▶ [WRITTEN REQUEST]: The required output is the line containing "Locate every instance of the chrome" through the final line of the material below, printed exactly, with no other lines.

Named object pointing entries
....................
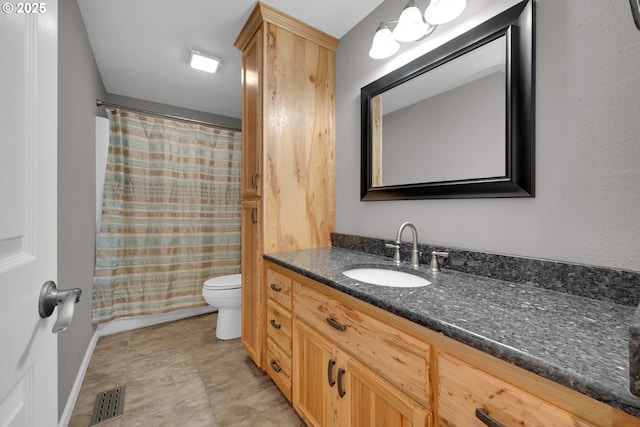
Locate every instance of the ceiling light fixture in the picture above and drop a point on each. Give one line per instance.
(203, 61)
(413, 26)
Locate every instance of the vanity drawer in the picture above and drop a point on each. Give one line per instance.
(279, 367)
(279, 326)
(397, 356)
(464, 390)
(279, 288)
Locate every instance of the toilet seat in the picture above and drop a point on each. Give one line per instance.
(233, 281)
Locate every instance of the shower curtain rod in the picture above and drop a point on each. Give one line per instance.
(100, 103)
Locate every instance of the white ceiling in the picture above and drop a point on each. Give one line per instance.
(141, 46)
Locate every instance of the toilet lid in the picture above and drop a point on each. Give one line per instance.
(232, 281)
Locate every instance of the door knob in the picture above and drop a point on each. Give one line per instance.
(51, 297)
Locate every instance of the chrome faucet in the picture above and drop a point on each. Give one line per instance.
(415, 255)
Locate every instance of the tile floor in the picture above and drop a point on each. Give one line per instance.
(180, 374)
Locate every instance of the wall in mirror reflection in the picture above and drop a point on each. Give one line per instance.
(445, 125)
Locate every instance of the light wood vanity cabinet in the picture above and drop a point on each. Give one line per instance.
(279, 328)
(353, 364)
(288, 144)
(333, 388)
(467, 395)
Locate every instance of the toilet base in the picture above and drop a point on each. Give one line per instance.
(229, 325)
....................
▶ [PROBLEM SOLUTION]:
Locate every instance of the chrome faucet in the picture above and drop a point on each. Give one line per instance.
(415, 255)
Locate every instance of the tile floor in the picture above and drop a point on each. Give one line per instance.
(180, 374)
Locate every instance of the wall in mirror reflection in the picture above and drop a point on each. Give one line per instance.
(445, 125)
Locate every instance of the light wood vanity cabinet in the picture above and drop a point on each. Give one line per instance.
(279, 328)
(353, 364)
(288, 144)
(333, 388)
(467, 395)
Locate every instance of the toilet base in the picture above and drop a point on each. Give one line per instance.
(229, 325)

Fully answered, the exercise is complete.